## What the exercise asks
Which lines in the records below contain the string "balaclava"? Pick out each one and copy it in full.

## Record set
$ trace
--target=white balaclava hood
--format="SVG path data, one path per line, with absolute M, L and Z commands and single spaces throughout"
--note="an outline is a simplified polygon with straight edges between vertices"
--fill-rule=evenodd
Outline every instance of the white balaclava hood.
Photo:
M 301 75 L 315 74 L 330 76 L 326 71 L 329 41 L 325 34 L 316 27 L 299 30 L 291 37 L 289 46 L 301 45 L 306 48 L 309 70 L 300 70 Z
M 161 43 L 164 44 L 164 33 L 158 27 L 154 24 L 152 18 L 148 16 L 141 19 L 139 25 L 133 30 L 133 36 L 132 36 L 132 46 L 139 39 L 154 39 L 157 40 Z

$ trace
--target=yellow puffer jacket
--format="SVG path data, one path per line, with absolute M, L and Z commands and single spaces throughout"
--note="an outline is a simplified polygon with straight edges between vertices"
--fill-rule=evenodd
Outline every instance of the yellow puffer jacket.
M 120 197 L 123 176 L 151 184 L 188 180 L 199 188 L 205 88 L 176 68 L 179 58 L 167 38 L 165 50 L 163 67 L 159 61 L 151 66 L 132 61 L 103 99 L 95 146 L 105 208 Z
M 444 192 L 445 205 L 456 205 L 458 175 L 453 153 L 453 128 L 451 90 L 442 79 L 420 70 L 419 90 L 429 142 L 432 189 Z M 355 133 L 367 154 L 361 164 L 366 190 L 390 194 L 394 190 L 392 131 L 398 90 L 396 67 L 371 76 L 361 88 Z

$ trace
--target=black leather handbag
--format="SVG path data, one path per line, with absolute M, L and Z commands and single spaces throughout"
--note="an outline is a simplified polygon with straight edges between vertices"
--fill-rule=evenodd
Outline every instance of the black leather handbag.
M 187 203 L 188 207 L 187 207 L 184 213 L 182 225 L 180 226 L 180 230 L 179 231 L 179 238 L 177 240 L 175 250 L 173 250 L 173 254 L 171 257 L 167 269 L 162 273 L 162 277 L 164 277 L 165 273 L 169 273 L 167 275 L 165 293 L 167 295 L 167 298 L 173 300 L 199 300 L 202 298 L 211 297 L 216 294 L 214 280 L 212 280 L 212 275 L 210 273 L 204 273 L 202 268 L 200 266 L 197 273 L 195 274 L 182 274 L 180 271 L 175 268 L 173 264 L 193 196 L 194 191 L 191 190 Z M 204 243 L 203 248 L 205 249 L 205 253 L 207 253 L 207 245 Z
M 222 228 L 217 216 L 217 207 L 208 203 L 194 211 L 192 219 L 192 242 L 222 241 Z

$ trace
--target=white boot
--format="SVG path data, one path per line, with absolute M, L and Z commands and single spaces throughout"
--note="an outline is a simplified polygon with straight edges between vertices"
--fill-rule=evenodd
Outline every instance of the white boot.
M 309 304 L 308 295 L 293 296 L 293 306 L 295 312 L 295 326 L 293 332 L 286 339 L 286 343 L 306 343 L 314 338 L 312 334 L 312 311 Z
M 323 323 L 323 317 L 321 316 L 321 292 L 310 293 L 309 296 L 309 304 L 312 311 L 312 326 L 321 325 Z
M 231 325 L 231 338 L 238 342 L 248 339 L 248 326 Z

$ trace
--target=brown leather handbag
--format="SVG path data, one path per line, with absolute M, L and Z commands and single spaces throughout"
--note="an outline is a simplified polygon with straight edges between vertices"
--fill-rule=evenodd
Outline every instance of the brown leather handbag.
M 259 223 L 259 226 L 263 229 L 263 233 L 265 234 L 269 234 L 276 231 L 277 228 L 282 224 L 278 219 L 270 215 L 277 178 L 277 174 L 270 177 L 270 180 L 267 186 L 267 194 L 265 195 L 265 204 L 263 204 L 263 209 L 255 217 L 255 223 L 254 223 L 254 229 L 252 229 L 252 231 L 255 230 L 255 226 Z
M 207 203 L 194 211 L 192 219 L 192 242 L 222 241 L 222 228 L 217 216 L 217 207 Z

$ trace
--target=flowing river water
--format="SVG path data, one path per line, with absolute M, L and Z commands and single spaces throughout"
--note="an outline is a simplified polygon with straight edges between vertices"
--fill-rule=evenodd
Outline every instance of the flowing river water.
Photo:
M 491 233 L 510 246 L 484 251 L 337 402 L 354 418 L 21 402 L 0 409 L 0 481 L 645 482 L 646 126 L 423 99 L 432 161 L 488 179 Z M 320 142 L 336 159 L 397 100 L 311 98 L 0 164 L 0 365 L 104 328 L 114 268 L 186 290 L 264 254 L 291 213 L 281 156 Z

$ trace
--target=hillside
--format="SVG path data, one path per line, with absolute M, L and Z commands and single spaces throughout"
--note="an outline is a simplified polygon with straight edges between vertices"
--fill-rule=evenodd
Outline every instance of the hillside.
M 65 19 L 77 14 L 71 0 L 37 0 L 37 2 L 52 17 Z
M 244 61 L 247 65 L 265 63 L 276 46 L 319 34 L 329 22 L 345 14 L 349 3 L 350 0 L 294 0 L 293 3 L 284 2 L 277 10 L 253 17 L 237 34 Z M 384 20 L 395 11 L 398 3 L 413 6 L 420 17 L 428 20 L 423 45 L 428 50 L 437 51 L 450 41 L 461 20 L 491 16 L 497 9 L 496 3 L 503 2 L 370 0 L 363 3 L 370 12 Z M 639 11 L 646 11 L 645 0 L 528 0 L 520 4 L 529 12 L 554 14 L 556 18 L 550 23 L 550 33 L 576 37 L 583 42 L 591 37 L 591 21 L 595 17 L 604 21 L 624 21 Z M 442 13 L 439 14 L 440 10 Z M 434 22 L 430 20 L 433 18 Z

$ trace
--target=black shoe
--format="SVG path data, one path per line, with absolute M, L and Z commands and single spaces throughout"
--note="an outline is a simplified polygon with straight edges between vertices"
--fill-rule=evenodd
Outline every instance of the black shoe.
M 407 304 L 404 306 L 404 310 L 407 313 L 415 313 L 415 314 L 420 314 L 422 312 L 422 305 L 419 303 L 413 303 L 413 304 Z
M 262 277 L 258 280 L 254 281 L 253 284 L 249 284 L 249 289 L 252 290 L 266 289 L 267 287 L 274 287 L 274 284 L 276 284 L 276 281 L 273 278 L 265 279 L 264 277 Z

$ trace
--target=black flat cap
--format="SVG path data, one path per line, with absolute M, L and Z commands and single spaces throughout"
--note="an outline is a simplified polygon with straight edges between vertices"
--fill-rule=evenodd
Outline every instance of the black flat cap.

...

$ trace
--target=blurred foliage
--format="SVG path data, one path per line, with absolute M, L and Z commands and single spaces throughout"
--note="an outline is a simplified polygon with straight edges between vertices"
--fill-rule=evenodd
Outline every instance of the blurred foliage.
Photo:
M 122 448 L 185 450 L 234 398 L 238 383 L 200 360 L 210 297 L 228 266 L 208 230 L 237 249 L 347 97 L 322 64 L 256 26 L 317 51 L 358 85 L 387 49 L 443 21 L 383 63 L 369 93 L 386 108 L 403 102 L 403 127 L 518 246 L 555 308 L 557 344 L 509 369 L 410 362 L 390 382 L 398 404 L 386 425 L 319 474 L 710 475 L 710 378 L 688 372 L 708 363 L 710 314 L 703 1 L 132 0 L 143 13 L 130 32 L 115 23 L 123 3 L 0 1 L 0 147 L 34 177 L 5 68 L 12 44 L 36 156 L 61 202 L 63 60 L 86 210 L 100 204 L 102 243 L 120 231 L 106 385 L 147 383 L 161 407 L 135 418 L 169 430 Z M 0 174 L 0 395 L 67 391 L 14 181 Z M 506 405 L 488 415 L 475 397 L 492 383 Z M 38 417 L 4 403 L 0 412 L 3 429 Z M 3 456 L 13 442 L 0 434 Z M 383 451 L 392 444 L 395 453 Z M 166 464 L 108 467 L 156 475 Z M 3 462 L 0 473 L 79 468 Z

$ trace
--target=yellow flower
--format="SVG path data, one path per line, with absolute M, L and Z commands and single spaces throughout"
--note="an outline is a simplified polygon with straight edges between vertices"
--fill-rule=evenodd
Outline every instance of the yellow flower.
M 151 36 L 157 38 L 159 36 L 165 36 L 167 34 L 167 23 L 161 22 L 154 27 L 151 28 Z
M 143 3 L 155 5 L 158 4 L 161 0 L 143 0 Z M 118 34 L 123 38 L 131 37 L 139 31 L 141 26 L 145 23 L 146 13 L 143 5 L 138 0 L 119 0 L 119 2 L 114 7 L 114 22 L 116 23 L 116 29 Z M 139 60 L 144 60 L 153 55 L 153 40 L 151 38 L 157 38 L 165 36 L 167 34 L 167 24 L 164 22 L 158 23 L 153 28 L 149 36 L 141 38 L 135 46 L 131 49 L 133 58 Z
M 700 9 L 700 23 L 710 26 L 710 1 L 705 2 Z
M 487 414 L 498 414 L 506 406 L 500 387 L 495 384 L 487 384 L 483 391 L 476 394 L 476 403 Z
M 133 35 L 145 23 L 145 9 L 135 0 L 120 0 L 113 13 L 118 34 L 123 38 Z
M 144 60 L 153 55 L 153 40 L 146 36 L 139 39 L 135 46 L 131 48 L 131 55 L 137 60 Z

## Result of the task
--target=white balaclava hood
Outline every instance of the white balaclava hood.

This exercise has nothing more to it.